• Requirement: Restate the data below word for word, and let no image into your version.

• Source data:
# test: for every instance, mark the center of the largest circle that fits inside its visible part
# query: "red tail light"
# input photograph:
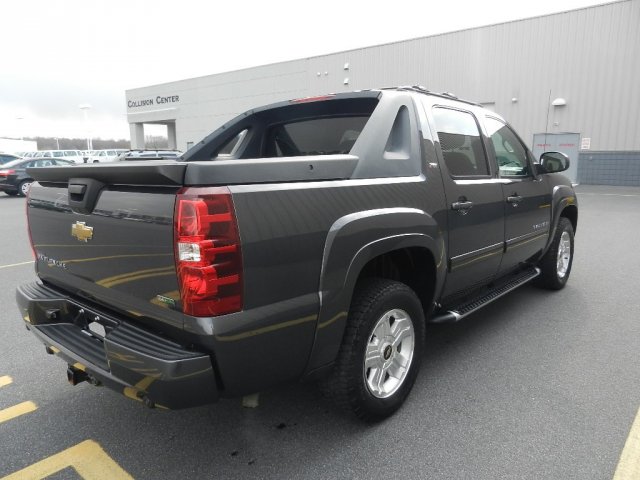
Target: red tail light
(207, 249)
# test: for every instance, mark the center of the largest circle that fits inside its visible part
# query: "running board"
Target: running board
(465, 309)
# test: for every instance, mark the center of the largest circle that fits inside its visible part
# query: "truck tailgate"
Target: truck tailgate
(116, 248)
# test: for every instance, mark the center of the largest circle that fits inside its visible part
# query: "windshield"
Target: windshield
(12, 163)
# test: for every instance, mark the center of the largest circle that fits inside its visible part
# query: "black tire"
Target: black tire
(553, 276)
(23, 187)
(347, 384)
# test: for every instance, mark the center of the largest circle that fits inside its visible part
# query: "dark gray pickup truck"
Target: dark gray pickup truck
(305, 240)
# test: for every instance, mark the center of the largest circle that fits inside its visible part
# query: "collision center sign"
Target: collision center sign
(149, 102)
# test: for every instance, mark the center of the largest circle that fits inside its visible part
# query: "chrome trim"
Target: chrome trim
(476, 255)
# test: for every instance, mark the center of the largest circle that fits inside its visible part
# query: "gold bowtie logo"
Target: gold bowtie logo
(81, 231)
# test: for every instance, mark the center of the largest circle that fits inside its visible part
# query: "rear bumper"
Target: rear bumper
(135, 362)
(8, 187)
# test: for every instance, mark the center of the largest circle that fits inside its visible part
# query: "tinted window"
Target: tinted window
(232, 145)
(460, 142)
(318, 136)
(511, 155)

• Written answer:
# test: for every instance, mark the center of the largest circle that fits inside its visible part
# query: "red tail light"
# input photograph:
Target: red tail light
(207, 249)
# test: for every instance, mark the center of the largest circle that fits inside its visible part
# query: "running board"
Target: running board
(465, 309)
# test: for every instance, mark the center of the largest circle that fits inside its visible part
# query: "truck tailgate"
Target: truck tailgate
(116, 248)
# test: for every instance, mark the center of the largest circle that fits inside its visible part
# query: "windshield"
Target: windshield
(12, 163)
# test: for every instance, mark the center of the largest circle that fits inside its visible part
# query: "black tire"
Target: black tire
(553, 276)
(23, 187)
(347, 384)
# test: for every instance, mark the center of the largest circle that fits inside its visible part
# query: "dark gray pickup truck"
Target: dark gray pickup truck
(305, 240)
# test: for every instance, mark the center of the largest circle that fits inside its visible part
# query: "collision center sign"
Target: collision center sign
(149, 102)
# test: for every instance, mark the center of the largest circle that fits inside its visible part
# query: "chrome trim"
Target: chrome trim
(476, 255)
# test: for every instance, mark the center of the largest circle that fits inside its visible part
# query: "gold bowtie logo"
Target: gold bowtie logo
(81, 231)
# test: for every instance, mark the center of the largest circle that fits inside its visible part
# query: "rear bumper"
Target: rear bumper
(135, 362)
(8, 187)
# test: for every instance, mark the center of the largest circle that fits inside its visible part
# query: "tinted window"
Target: tinted window
(232, 145)
(460, 142)
(318, 136)
(511, 155)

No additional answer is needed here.